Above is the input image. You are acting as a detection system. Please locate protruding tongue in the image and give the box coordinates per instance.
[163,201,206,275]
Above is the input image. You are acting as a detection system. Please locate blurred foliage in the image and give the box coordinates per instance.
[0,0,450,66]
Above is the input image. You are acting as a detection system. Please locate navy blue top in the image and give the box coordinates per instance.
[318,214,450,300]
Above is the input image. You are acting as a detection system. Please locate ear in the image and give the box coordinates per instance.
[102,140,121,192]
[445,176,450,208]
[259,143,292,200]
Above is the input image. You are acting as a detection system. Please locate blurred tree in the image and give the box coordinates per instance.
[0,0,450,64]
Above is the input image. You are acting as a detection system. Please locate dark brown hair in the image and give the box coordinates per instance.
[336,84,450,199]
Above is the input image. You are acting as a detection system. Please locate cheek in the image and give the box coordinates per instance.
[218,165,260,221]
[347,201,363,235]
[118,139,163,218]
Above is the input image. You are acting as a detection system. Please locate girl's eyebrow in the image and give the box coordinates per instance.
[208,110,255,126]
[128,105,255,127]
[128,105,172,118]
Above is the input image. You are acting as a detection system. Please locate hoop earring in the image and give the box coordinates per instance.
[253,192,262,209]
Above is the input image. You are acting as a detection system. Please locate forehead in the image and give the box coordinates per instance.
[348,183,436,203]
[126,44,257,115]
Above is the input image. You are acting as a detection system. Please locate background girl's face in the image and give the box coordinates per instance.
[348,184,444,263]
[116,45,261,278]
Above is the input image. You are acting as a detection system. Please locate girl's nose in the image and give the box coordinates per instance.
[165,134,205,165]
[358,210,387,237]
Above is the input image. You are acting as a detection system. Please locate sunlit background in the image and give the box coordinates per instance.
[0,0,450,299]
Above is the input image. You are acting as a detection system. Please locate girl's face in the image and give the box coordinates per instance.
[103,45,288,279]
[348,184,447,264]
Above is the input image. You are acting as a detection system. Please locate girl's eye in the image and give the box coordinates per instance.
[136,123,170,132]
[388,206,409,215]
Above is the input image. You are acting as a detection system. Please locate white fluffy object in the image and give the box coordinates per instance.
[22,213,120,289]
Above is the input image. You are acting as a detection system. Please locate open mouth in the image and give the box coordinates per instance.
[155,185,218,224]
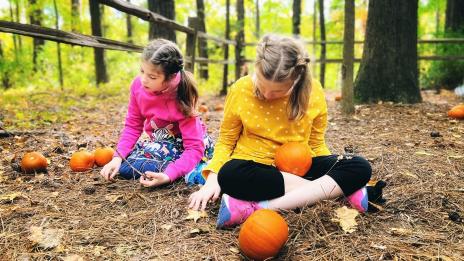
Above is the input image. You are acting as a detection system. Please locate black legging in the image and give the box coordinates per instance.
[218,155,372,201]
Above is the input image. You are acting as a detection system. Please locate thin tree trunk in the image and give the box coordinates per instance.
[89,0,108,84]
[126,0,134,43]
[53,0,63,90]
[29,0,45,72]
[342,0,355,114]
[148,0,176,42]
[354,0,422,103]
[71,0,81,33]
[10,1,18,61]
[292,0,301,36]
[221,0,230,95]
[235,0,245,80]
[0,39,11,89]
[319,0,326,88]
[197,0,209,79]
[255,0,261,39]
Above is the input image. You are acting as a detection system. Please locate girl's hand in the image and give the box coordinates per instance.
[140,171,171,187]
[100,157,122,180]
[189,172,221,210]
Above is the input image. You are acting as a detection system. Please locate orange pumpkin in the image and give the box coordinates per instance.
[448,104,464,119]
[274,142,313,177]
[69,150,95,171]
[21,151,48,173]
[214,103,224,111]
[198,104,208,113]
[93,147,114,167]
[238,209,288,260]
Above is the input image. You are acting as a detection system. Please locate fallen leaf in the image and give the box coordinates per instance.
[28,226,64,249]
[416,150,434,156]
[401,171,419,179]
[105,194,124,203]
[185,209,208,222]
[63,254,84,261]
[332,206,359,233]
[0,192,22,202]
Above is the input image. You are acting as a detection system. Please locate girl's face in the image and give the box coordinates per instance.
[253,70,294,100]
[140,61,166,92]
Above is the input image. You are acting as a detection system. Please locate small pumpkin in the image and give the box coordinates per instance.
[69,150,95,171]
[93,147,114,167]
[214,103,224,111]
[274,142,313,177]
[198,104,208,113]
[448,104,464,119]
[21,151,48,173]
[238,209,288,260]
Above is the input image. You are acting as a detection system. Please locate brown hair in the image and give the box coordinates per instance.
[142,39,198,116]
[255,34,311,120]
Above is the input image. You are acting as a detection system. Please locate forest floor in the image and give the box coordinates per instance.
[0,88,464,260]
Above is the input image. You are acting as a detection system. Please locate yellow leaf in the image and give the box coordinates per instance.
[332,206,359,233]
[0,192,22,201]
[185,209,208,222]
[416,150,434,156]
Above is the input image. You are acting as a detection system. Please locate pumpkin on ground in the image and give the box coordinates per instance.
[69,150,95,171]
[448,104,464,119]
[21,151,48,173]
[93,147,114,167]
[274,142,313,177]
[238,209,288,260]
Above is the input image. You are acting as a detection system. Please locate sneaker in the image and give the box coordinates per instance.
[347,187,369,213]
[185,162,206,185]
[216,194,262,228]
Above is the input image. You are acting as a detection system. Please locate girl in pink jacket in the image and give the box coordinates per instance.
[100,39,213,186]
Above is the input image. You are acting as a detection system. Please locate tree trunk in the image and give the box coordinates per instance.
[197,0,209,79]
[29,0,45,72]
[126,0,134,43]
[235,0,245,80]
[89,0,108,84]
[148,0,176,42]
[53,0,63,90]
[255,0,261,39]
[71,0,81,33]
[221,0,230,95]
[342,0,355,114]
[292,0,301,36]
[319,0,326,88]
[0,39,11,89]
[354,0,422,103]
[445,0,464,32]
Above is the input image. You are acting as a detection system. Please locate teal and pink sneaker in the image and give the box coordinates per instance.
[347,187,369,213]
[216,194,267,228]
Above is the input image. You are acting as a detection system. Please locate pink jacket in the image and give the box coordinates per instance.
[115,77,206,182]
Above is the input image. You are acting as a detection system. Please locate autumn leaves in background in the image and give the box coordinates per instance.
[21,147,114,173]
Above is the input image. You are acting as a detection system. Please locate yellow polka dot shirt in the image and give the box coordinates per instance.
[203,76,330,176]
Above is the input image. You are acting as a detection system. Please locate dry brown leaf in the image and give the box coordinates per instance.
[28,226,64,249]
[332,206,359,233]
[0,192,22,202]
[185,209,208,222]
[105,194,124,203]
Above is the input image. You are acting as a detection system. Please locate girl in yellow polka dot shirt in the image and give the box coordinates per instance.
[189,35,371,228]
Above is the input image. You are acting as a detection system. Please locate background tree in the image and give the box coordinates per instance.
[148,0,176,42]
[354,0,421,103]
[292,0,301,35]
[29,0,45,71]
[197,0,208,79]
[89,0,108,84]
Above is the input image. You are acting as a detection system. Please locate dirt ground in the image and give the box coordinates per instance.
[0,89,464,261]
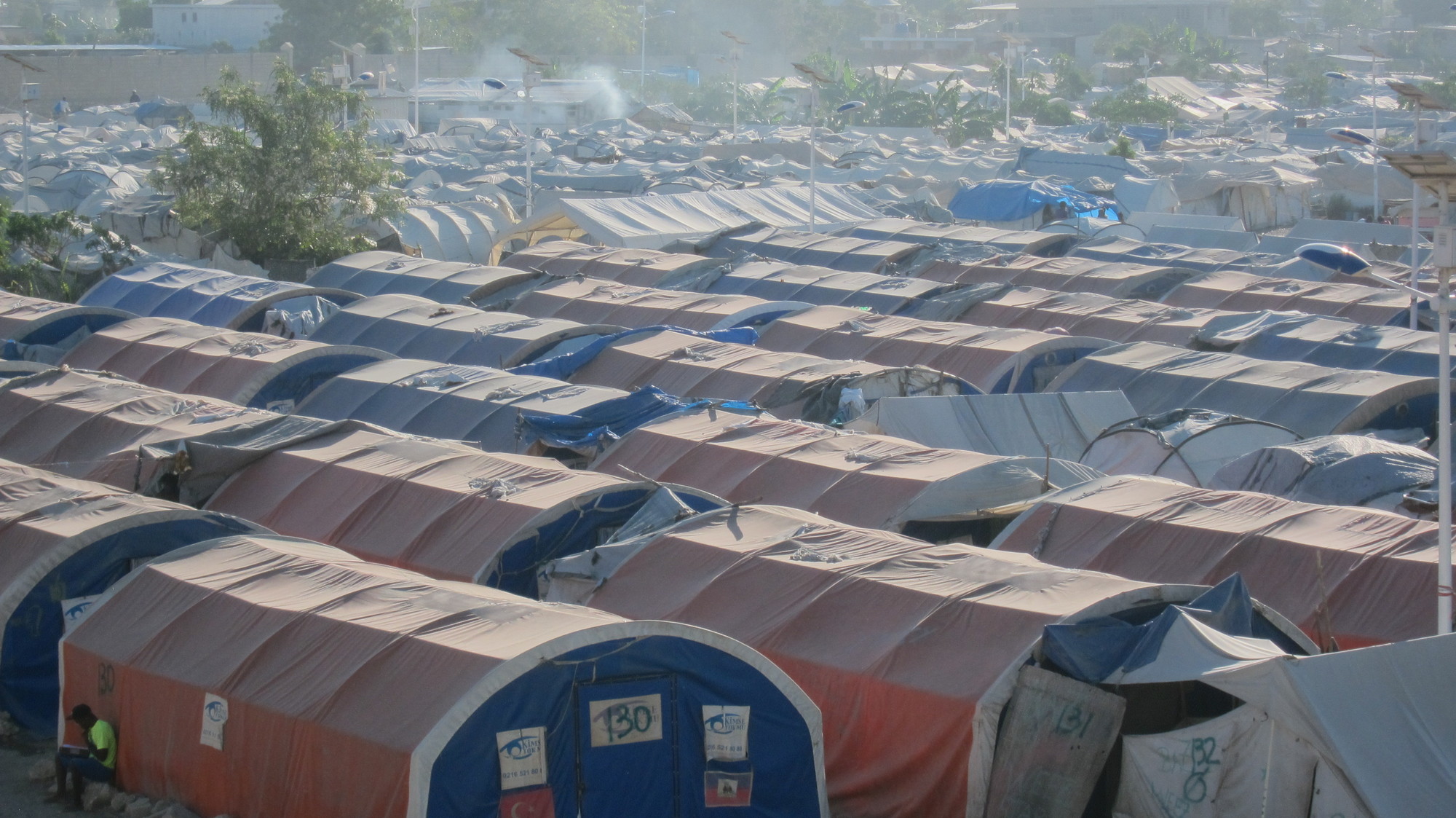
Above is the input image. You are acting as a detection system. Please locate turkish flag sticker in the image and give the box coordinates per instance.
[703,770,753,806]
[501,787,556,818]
━━━━━━━━
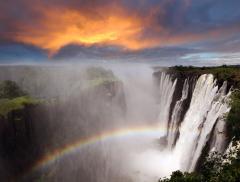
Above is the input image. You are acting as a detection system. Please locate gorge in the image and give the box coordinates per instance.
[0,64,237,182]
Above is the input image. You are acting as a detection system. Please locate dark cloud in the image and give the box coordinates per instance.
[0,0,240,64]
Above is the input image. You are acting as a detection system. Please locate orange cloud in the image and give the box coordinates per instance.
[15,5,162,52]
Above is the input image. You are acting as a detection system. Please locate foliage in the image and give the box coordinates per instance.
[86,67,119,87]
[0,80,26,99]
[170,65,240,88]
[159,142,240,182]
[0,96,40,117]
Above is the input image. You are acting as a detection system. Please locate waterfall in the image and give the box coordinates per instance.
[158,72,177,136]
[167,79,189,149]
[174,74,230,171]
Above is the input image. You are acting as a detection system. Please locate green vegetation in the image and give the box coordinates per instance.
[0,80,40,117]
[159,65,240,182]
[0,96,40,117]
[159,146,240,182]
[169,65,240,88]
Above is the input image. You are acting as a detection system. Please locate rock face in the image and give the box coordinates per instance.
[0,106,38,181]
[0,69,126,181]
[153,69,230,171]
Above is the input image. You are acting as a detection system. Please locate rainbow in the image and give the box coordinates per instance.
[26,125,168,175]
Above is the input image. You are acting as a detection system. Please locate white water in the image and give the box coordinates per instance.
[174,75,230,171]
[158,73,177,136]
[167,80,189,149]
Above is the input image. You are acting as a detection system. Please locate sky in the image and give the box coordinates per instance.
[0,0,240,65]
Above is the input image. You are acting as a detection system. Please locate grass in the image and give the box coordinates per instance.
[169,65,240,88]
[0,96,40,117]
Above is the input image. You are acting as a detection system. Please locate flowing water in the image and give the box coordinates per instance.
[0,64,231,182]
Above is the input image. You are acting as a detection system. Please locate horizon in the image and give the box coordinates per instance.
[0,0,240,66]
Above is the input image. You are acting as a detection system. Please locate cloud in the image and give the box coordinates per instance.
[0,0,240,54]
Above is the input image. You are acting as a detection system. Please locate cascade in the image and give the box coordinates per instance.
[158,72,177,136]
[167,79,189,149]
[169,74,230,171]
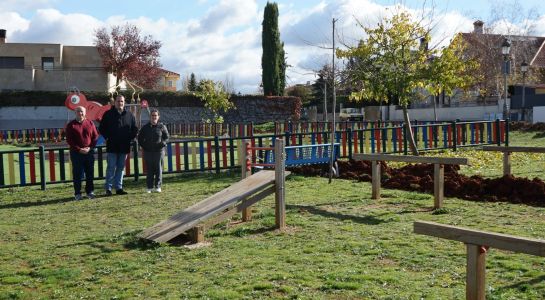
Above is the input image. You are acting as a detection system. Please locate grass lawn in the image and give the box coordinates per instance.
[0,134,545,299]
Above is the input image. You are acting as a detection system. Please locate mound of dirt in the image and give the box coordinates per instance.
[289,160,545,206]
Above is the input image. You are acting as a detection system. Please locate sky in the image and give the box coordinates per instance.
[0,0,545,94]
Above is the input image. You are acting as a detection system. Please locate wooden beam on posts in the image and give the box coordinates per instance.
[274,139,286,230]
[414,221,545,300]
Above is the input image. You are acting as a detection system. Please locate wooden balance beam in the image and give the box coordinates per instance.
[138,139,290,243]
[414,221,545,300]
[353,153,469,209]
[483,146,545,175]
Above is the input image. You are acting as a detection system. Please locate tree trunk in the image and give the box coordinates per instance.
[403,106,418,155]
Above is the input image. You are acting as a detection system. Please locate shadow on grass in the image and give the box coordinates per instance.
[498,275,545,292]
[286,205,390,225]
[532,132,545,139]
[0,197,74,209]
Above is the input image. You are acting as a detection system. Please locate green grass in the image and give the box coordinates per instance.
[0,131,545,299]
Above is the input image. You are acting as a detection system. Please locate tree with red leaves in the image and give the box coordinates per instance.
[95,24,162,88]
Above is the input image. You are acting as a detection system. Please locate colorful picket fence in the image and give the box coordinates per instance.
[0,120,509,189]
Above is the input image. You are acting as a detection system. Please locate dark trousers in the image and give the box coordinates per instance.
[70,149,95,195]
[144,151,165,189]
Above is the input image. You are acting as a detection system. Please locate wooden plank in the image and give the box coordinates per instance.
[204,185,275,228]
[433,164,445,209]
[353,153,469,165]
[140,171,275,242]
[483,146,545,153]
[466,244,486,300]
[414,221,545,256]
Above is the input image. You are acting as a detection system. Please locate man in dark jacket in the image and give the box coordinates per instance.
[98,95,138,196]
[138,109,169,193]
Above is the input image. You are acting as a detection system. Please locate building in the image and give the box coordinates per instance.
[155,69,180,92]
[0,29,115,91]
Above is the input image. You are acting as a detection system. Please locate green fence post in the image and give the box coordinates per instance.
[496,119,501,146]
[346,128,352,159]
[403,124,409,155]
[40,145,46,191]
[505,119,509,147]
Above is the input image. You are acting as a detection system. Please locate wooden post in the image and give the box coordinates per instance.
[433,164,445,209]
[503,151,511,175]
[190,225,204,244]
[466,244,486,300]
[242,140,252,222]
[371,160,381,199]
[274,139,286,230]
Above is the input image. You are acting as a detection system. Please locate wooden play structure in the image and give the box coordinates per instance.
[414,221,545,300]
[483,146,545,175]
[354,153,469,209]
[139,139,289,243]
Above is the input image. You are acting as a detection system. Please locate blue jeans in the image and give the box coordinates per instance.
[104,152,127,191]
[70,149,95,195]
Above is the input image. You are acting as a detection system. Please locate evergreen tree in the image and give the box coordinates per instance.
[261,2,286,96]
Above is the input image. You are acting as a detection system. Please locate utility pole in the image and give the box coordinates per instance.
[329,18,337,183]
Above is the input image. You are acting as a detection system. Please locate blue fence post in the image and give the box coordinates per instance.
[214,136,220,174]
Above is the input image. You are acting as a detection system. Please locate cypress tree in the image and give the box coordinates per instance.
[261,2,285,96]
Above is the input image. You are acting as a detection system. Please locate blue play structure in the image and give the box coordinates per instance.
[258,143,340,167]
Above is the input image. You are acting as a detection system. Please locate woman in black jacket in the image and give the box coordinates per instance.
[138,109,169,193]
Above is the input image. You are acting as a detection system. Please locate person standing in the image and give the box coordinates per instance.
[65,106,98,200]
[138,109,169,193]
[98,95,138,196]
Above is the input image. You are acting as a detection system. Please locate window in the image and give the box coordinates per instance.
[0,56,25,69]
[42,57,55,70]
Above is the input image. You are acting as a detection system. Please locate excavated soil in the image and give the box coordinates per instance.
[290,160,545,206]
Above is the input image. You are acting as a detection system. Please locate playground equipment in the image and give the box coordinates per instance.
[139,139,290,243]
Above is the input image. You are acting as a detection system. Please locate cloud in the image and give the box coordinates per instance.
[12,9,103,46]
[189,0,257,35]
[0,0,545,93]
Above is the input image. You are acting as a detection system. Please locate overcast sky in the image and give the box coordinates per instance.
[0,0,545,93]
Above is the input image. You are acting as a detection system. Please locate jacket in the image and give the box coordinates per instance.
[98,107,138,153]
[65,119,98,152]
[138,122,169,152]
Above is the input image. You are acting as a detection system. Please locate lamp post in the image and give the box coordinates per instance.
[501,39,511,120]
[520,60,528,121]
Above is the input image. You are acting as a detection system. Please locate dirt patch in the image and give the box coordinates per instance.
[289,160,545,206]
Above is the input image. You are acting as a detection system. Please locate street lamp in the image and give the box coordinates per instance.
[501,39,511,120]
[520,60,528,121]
━━━━━━━━
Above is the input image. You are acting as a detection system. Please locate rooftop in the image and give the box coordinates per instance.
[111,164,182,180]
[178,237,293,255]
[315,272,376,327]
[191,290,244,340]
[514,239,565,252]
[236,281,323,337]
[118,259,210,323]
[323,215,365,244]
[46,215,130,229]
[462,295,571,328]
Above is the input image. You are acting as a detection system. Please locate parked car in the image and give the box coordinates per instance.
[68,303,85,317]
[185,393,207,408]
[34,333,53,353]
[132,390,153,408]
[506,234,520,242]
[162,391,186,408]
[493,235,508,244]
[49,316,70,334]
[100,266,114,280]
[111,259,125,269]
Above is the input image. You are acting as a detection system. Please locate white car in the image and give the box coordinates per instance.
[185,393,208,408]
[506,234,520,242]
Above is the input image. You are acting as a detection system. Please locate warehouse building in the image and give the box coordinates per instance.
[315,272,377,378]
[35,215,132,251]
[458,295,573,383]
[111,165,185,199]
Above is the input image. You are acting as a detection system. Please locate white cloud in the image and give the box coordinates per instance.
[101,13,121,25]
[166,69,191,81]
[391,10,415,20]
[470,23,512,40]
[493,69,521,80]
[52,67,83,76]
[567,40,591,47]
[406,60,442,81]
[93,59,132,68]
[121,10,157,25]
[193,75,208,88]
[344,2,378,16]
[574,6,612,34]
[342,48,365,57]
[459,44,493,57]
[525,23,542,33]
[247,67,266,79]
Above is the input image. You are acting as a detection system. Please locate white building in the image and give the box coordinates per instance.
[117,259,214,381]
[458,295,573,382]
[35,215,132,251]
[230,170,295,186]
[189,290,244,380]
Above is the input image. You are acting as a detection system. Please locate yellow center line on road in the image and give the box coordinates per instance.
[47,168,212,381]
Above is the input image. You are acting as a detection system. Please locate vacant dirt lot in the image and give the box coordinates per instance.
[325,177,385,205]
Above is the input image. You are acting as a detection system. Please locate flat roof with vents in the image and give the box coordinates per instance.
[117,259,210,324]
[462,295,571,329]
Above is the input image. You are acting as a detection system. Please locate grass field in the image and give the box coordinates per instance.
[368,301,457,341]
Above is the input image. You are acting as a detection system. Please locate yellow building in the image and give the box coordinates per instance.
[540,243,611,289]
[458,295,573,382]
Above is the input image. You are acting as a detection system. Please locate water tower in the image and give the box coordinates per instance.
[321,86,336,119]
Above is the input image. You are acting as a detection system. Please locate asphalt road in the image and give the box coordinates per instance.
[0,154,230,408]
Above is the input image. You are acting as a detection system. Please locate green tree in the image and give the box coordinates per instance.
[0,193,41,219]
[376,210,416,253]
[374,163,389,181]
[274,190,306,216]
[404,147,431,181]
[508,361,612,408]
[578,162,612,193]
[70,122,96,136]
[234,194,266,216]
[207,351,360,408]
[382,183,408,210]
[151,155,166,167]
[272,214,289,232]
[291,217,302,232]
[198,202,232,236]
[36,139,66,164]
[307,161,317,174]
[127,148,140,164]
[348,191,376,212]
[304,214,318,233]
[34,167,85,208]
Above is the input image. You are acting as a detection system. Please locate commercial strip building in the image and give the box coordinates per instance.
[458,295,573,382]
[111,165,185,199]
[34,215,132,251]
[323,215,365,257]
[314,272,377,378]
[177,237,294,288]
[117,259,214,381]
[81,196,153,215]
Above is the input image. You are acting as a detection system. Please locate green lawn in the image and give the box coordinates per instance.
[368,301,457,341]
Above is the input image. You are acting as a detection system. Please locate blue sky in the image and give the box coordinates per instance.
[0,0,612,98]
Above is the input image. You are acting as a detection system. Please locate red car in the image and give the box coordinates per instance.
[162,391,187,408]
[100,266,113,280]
━━━━━━━━
=== Required task ===
Lay out the items from the line containing "Please locate protruding" through the line containing "[318,214,450,300]" as a two-column CSV with the headers instruction and boxes. Give one row per item, with its text and its answer each in a single quoted field and any line breaks replaced by spaces.

=== Written answer ===
instruction,boxes
"Above is the input image. You are acting as a detection system. Please locate protruding tongue in the image and give the box coordinates per instance.","[163,201,206,275]"
"Above is the input image. You are acting as a detection system. Please locate blurred foliage in the image and give the box coordinates per instance.","[0,0,450,66]"
"Above is the input image. You are acting as a detection system. Please locate navy blue top in the image and give the box coordinates per instance.","[318,214,450,300]"